Try it. Lines in the listing below containing the string "negative" are to be identified and copied.
** Input records follows **
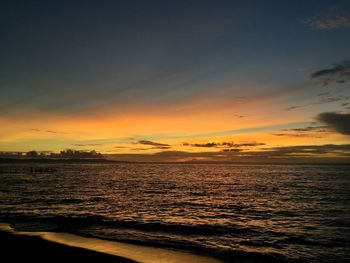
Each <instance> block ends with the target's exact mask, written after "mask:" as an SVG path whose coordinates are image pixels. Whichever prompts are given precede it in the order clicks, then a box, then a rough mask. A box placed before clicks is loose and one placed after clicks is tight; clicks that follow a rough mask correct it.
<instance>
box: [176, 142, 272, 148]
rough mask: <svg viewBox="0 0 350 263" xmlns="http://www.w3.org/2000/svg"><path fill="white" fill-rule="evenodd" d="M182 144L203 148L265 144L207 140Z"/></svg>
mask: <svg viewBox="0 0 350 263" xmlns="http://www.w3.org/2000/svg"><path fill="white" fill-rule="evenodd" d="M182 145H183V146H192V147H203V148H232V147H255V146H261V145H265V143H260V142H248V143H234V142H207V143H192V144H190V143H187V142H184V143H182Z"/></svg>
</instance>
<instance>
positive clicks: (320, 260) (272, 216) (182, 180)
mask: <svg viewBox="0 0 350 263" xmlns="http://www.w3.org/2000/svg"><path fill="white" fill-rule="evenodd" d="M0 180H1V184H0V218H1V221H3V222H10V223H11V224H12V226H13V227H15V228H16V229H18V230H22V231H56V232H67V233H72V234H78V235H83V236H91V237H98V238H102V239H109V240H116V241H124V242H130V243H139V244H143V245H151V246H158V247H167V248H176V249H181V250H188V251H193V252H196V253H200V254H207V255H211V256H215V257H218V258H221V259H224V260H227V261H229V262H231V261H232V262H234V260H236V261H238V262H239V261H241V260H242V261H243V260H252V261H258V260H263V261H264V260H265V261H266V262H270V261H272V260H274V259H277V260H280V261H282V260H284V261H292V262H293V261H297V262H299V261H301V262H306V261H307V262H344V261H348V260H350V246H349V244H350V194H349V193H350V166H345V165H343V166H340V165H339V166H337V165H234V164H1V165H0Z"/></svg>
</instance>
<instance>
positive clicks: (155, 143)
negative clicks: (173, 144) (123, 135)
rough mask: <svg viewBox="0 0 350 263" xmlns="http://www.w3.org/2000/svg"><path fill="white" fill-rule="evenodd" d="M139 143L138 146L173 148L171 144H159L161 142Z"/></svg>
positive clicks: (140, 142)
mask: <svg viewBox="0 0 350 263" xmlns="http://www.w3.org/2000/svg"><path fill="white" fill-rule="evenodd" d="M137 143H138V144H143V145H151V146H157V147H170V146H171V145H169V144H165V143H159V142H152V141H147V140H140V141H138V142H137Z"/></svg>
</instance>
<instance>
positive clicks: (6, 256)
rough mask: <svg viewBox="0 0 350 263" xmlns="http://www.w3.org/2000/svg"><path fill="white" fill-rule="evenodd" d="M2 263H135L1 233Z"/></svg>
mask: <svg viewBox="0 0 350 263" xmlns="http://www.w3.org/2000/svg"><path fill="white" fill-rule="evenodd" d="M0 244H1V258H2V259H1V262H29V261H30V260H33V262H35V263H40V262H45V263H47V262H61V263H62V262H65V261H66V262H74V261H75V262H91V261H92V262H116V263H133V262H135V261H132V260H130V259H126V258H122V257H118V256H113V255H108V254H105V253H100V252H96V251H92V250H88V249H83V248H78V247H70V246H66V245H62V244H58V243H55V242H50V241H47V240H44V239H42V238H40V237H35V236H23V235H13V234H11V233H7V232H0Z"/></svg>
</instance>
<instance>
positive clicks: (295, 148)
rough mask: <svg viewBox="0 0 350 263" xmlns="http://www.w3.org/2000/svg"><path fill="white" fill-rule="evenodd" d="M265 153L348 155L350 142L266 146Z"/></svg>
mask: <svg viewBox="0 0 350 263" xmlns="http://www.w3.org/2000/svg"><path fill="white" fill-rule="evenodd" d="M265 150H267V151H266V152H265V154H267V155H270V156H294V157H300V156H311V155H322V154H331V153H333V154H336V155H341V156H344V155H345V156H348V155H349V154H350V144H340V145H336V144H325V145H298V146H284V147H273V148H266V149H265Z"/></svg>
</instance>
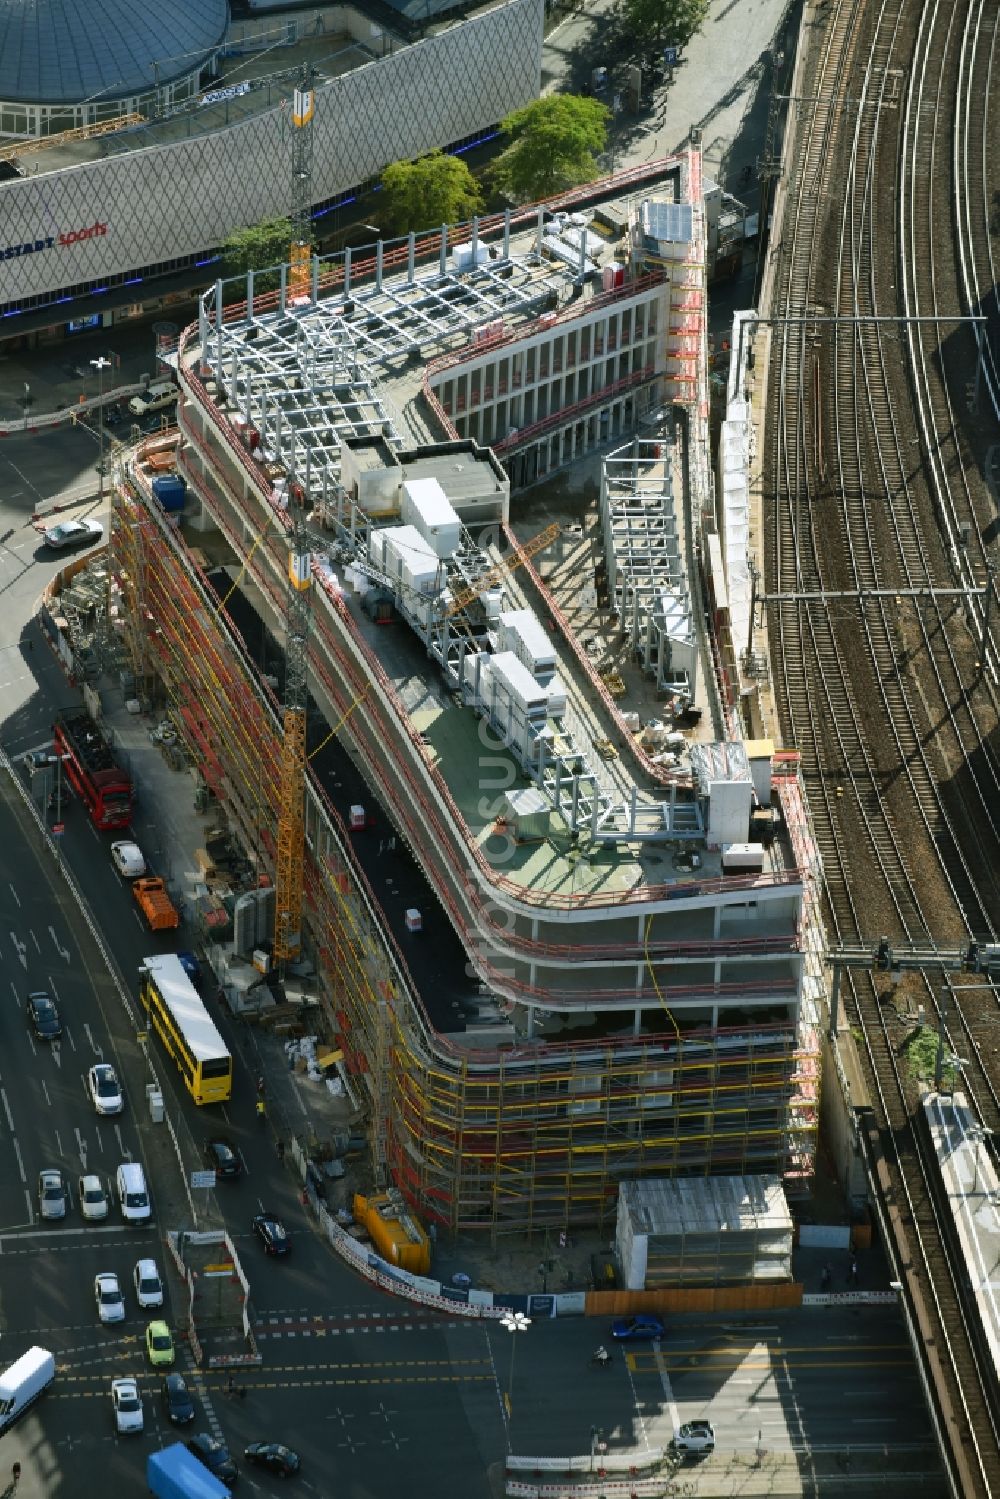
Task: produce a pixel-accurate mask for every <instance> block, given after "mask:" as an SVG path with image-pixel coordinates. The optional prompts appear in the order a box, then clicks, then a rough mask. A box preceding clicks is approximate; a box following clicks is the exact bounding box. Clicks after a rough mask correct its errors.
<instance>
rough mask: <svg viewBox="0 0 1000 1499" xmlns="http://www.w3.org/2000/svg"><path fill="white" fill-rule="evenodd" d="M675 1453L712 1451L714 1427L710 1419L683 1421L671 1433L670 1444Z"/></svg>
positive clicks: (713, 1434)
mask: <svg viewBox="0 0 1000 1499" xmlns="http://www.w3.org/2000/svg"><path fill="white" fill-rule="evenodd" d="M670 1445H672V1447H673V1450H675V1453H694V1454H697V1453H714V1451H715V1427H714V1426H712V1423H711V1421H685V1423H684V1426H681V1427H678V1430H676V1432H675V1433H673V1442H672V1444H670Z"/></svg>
** End of Input records **
** Input records follows **
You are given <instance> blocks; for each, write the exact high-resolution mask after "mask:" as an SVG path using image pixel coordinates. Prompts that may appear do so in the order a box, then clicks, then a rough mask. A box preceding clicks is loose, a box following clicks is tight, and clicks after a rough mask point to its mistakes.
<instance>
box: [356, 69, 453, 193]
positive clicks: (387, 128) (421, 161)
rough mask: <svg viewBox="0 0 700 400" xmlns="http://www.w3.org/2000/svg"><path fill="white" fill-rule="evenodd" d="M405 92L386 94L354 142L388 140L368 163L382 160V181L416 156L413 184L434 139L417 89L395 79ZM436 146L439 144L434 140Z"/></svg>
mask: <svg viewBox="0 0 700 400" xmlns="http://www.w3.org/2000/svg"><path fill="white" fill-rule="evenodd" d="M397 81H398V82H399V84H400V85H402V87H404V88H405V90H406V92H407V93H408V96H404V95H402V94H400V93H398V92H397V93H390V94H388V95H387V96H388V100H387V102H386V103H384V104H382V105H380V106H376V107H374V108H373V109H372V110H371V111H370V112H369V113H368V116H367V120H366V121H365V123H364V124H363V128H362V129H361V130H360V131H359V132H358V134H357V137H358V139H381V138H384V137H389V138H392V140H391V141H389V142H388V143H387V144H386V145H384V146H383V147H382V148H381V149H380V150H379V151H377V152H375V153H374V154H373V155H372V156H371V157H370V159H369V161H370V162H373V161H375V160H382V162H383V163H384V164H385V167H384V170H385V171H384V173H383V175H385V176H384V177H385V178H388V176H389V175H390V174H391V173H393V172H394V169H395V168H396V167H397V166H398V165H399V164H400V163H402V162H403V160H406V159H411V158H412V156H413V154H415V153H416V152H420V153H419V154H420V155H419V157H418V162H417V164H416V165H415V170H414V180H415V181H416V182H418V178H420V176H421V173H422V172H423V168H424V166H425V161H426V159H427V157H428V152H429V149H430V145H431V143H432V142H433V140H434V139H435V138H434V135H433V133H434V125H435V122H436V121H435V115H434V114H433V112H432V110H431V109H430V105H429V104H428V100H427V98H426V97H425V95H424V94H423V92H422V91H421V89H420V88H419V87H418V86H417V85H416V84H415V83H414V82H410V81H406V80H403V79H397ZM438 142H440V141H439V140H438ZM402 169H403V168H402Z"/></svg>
** End of Input records **
** Input records follows **
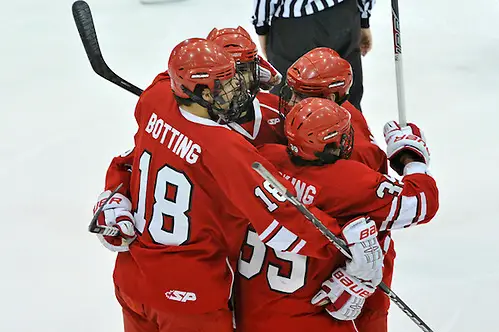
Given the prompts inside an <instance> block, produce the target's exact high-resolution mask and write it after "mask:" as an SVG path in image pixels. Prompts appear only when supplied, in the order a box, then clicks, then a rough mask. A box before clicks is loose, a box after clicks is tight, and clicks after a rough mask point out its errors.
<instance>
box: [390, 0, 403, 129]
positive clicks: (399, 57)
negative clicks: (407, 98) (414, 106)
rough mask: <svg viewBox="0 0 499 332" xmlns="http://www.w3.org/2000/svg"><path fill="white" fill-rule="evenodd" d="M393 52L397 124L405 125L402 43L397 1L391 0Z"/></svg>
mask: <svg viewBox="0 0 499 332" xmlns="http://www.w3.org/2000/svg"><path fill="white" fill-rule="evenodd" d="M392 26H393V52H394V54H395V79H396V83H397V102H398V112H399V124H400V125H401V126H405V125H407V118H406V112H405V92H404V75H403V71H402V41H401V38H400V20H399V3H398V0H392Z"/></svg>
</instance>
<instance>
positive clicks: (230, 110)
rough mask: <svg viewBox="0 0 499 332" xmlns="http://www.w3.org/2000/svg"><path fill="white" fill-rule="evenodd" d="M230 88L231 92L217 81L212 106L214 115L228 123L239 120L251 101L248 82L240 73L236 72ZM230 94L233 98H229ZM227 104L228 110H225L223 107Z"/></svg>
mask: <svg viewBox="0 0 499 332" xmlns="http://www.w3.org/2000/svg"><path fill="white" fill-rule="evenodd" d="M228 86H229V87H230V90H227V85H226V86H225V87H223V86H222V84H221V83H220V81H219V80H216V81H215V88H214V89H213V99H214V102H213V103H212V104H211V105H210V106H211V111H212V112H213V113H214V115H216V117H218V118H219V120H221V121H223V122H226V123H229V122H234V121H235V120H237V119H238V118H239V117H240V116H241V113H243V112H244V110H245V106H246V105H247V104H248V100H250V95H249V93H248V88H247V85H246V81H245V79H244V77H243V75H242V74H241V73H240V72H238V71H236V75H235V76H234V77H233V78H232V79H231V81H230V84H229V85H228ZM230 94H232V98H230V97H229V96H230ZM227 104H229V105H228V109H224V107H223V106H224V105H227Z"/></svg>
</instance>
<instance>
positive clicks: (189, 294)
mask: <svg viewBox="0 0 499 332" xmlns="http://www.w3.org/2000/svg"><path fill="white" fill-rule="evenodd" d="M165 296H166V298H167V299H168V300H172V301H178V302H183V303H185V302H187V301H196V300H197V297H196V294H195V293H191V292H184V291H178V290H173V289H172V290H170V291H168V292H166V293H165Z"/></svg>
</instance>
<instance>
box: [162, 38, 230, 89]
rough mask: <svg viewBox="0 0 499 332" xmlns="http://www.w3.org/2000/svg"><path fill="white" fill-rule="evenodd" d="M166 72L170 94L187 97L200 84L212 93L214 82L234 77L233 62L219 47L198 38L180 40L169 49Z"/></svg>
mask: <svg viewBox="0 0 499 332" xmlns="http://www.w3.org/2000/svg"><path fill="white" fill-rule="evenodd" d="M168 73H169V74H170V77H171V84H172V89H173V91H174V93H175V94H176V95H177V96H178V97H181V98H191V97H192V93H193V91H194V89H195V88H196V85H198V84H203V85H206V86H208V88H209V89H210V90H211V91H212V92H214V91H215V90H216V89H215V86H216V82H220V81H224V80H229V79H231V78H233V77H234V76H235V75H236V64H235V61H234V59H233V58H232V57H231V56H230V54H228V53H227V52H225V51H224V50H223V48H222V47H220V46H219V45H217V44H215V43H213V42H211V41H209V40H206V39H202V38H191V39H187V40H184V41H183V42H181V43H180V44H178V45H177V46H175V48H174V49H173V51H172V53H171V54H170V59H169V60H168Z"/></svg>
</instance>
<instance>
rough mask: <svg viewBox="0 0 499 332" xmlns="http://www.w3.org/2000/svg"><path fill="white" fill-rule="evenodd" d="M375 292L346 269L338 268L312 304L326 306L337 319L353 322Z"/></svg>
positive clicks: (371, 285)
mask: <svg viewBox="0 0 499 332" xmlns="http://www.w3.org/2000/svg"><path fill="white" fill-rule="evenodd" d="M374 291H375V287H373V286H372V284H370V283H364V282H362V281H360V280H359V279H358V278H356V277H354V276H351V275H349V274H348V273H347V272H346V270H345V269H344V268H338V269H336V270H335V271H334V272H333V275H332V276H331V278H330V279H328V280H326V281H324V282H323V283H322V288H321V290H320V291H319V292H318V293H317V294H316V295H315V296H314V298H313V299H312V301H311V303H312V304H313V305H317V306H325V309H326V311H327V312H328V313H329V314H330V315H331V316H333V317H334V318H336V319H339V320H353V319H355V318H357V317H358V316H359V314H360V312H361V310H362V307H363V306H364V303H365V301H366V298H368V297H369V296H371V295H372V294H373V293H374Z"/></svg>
** End of Input records **
Exercise solution.
negative clicks: (173, 144) (123, 135)
negative clicks: (407, 98) (414, 106)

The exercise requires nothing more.